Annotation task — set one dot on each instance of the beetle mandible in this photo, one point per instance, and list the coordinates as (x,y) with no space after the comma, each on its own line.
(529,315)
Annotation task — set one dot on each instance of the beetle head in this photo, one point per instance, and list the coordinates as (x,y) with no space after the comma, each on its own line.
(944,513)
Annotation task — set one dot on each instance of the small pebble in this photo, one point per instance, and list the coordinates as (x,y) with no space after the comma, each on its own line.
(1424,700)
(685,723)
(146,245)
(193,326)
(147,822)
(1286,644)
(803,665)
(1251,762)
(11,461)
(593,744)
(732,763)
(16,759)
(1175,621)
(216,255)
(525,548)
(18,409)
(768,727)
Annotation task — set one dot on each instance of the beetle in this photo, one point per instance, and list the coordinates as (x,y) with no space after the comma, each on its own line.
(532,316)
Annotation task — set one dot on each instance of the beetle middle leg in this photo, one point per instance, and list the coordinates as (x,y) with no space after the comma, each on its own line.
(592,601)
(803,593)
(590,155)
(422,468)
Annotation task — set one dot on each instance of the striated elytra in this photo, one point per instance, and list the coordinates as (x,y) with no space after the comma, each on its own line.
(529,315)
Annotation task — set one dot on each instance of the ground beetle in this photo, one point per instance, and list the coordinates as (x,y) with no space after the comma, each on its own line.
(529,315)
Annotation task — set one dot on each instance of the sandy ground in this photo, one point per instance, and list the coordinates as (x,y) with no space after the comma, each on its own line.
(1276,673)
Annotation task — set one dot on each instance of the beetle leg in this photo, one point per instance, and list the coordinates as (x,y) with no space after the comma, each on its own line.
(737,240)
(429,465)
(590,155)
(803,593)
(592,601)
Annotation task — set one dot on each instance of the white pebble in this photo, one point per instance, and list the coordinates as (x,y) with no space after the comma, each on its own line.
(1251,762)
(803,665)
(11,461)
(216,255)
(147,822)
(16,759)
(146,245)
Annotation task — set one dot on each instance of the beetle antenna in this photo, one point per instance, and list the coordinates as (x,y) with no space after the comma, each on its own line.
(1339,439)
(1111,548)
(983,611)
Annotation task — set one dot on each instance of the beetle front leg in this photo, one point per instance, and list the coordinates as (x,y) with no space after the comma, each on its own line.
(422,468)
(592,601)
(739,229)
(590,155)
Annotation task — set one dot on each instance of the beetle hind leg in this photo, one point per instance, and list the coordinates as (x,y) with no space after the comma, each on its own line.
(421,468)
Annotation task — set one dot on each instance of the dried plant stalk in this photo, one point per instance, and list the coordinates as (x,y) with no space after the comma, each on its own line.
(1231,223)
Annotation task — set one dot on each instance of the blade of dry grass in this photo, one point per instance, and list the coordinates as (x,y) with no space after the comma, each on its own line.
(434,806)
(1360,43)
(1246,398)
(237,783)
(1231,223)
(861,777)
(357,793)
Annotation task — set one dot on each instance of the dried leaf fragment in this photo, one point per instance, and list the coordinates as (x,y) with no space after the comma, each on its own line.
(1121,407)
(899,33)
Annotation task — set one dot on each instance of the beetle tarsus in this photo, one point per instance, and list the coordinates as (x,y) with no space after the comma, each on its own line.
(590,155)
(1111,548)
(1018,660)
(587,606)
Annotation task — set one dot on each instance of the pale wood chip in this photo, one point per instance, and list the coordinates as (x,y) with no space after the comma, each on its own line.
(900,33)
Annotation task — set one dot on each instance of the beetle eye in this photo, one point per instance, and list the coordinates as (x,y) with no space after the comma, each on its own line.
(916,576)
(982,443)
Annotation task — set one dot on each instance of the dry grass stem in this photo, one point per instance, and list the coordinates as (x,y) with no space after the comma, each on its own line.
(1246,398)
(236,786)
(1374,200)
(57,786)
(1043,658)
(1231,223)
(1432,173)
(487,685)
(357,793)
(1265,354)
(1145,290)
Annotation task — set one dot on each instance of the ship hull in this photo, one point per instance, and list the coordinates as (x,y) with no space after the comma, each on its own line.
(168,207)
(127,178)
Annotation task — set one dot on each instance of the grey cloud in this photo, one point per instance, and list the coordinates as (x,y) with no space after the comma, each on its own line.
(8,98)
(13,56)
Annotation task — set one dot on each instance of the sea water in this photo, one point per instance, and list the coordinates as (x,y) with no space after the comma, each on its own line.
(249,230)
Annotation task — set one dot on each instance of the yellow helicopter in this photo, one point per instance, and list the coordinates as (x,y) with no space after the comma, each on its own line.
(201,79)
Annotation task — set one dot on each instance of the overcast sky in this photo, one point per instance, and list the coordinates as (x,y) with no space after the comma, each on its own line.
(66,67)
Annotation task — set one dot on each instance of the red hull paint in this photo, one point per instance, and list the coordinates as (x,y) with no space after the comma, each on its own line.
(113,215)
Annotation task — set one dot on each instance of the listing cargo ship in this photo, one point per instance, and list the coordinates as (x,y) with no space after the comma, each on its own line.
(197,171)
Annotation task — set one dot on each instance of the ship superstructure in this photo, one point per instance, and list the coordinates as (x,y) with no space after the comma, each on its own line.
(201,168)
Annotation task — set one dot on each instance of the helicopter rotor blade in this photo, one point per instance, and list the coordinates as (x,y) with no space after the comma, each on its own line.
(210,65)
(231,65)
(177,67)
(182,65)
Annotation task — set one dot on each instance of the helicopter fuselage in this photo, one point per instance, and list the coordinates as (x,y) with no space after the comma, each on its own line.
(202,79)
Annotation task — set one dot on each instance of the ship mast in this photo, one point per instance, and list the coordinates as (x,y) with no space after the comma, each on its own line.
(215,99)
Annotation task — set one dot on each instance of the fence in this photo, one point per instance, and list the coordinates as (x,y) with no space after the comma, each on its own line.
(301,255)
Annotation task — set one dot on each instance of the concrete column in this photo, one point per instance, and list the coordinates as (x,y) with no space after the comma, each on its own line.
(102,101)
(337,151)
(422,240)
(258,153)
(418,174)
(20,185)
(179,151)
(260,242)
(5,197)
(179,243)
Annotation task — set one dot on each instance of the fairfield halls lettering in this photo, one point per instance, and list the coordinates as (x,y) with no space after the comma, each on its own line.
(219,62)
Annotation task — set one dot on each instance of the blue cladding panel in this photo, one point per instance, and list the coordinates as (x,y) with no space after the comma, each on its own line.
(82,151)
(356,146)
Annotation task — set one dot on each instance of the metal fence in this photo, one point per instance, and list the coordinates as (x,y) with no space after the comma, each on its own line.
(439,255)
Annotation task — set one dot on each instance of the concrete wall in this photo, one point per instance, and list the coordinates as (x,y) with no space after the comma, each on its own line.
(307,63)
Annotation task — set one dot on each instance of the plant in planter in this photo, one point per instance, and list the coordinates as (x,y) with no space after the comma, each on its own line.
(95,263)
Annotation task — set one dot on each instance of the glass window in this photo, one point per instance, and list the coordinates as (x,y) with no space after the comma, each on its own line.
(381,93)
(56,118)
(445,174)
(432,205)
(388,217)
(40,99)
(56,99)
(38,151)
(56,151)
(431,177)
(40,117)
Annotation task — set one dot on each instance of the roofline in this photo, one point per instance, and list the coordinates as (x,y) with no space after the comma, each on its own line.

******

#### [WHAT IS BEING ASKED]
Each record above should be transcribed exactly.

#### [COMPLETED EXERCISE]
Annotation task — set one dot on each instance of the beetle mandible in this photo, one point per instance, and list the coordinates as (x,y) with no space after the comma, each on its own line.
(529,315)
Annotation task — set one dot on each instance of the beetle head in this photo, one point per instance, and list the coordinates as (x,y) with no space after the comma, each on its own line.
(944,513)
Annotation task — set one dot on each instance of the small pebble in this photo, one point per instance, and list the coordinates as (x,y) with no space after the comma, each on its own line.
(1424,700)
(685,723)
(146,245)
(193,326)
(147,822)
(1286,644)
(803,665)
(1251,762)
(11,461)
(593,744)
(732,763)
(16,759)
(1175,621)
(216,255)
(525,548)
(18,409)
(768,727)
Annotation task — set one dot on each instance of the beetle in this photo, one point per instance, and list the coordinates as (x,y) with no space after the comma, each on its own line.
(532,316)
Annotation task — set one dot on each instance of the beetle middle leg in this photo, one point per instance, and list the coordinates as (x,y) with no space after the comma, each on its own line.
(592,601)
(803,593)
(590,155)
(422,468)
Annotation task — set one dot on each instance of the striated elytra in this photo, one point per instance, and list the coordinates as (x,y) with no space after the comma, each on its own line.
(529,315)
Annotation task — set one dot on each instance of the ground beetle in this photo, one point per instance, and list the coordinates as (x,y) with no space after the comma, each on its own line.
(529,315)
Annotation task — set one dot on each instance of the sandy ground in this photo, one point per instance, and list the coordinates as (x,y) with no space after the comma, each on its own line.
(1276,673)
Annotation task — set one dot on each instance of the beetle leg in this photo, one point per instance, and list the coordinates as (x,y) with no space after the comma, each on its own line.
(737,240)
(429,465)
(590,155)
(803,593)
(592,601)
Annotation task — set one dot on each instance of the white pebble in this photo, one point per instance, and list the coordinates as (x,y) with no space after the comma, each on its own line.
(1251,762)
(803,665)
(11,461)
(216,255)
(147,822)
(16,759)
(146,245)
Annotation task — set one dot on each instance of the beetle antenna in this photo, one point per instance, and list the coordinates as (x,y) with no space after the comma, each on its own line.
(1339,439)
(1111,548)
(983,611)
Annotation task — set one dot on each instance of the beetle front leg in this photo, one point per instance, and list the coordinates as (x,y) with no space after the comma, each on its own line.
(422,468)
(592,601)
(739,229)
(590,155)
Annotation task — set one dot on each instance of the beetle hind leg in this photo, one point per instance, and list the coordinates as (x,y) with no space after the comma, each on its own line.
(421,468)
Annotation task — set one dot on each instance of the dried plant stalk in this photo, one point per instance, and list the coordinates as (x,y) with no space after the comma, each on its own line.
(1231,223)
Annotation task — set one dot on each instance of the blade of dry grass in this photo, one point per instance, and list the coordinates as (x,y) with no space after the comma, each on its own line.
(434,806)
(1360,43)
(1246,398)
(237,783)
(1231,223)
(861,777)
(357,793)
Annotation task — set one dot on each instance of the dried leaf fragment in this photo, one point per instance, and list the coordinates as (x,y) with no space after the comma, each on its own line.
(1121,407)
(899,33)
Annotation task — set one dot on each instance of the beetle tarsus in this photo, one point per instance, and list the coordinates as (x,y) with no space after the comma, each on its own line.
(590,155)
(1111,548)
(1018,660)
(587,606)
Annotation task — set one dot on each instance of the pale wood chip in this photo, one point per instance, and list the coordinates as (x,y) with no space after the comma, each on its own line.
(900,33)
Annotation task — set one dot on each instance of the beetle eye in this photo, one point per instance, and list the coordinates as (x,y) with no space after the comma, each on its own line.
(916,576)
(982,443)
Annotation task — set one dot on each instance of the dry grass stem in this photo, one point per instance, and list the coordinates as (x,y) with no space after the comma, each on its own line.
(1246,398)
(236,786)
(1374,200)
(57,786)
(1043,658)
(1231,223)
(1432,173)
(487,685)
(357,793)
(1265,354)
(1145,290)
Annotation task — set one dot on each instance of the ship hull in this photo, one point per instance, and list the coordinates as (x,y) with no space after the comma, each on its own line.
(168,207)
(127,178)
Annotation task — set one dot on each instance of the grey cloud in this photo, one point per instance, and list the coordinates as (x,y) with no space after the comma, each on its own line.
(8,98)
(13,56)
Annotation task — set one dot on each instance of the sea water in this photo, one point per instance, and list the coordinates as (x,y) with no space after the comma, each on its own line.
(249,230)
Annotation task — set one dot on each instance of the yellow helicopter in this photo, one point per instance, and list the coordinates as (x,y) with no space after the comma, each on its own line.
(201,79)
Annotation task — set one dot on each instance of the overcast sky in this photo, one point per instance, and list the coordinates as (x,y) with no space after the comma, each on its own line.
(66,67)
Annotation task — set one dot on each instance of the red hull paint in this photo, one point per instance, and list the coordinates as (x,y) with no space after the comma, each on its own line.
(113,215)
Annotation task — set one dot on each instance of the listing cargo ship in this photo, one point per instance, and list the coordinates as (x,y) with no space after the comma, each on its own line.
(197,171)
Annotation task — set one dot on each instance of the ship superstructure in this photo, one point per instance, and list the coordinates as (x,y) with no space after the comma, each on its own line.
(201,168)
Annotation task — set one dot on each instance of the helicopter rotor blade in this photo, one point per instance, and list the coordinates as (x,y) with no space after the comma, each on its own line.
(210,65)
(231,65)
(177,67)
(182,65)
Annotation task — set one dot on each instance of the helicopter fuselage in this photo, one point per instance, and list the coordinates as (x,y) with no space after the comma, each on its own line.
(202,79)
Annotation task — set one dot on each instance of the ship mast in this photo, one point per instance, and list the coordinates as (x,y) with no space after the comma, each on its own line.
(215,99)
Annotation task — set one dot on each instance of the fence in this photo, one point per instance, and list the coordinates as (x,y) with no space after the comma, each on its own line.
(301,255)
Annotation task — set one dot on each instance of the concrete column in this photo, one point per instance, and list the coordinates as (x,y) with no space after the comma, each on its own line.
(102,101)
(337,151)
(422,240)
(258,153)
(418,174)
(20,185)
(179,151)
(260,242)
(5,197)
(179,243)
Annotation task — set one dot on each instance of the fairfield halls lettering in this photo, one point per instance, and list the coordinates as (x,y) with no space after the comma, each on its own line.
(219,62)
Annotation task — set one dot on each instance of the blue cladding panel in this photo, one point per instance, and list the coordinates as (x,y) with no space after the comma, each on its own line.
(82,151)
(356,146)
Annotation task — set one dot on each instance of the metal fence in this photo, one point per instance, and list the coordinates as (x,y) with no space after the comma, each on its own line.
(439,255)
Annotation task — set one dot on each instance of the concrete wall in this photo, one point per instance, and list the coordinates as (x,y) with no space after the comma, each on its own line.
(307,63)
Annotation task — set one dot on each instance of the plant in planter in this photo, one point per instance, and list the coordinates as (x,y) with no space after the comma, each on its own line.
(95,263)
Annotation task — set one dot on each instance of the glass window in this photo, one point per instance, and list the coordinates as (x,y) with no space after the comma, each on its own line.
(381,93)
(56,118)
(445,174)
(432,205)
(388,217)
(40,99)
(56,99)
(38,151)
(56,151)
(431,177)
(40,117)
Annotation task — set one dot on each instance of the roofline in this photo, one point per instance, and list the coordinates as (x,y) with no space after the comma, each on its own line.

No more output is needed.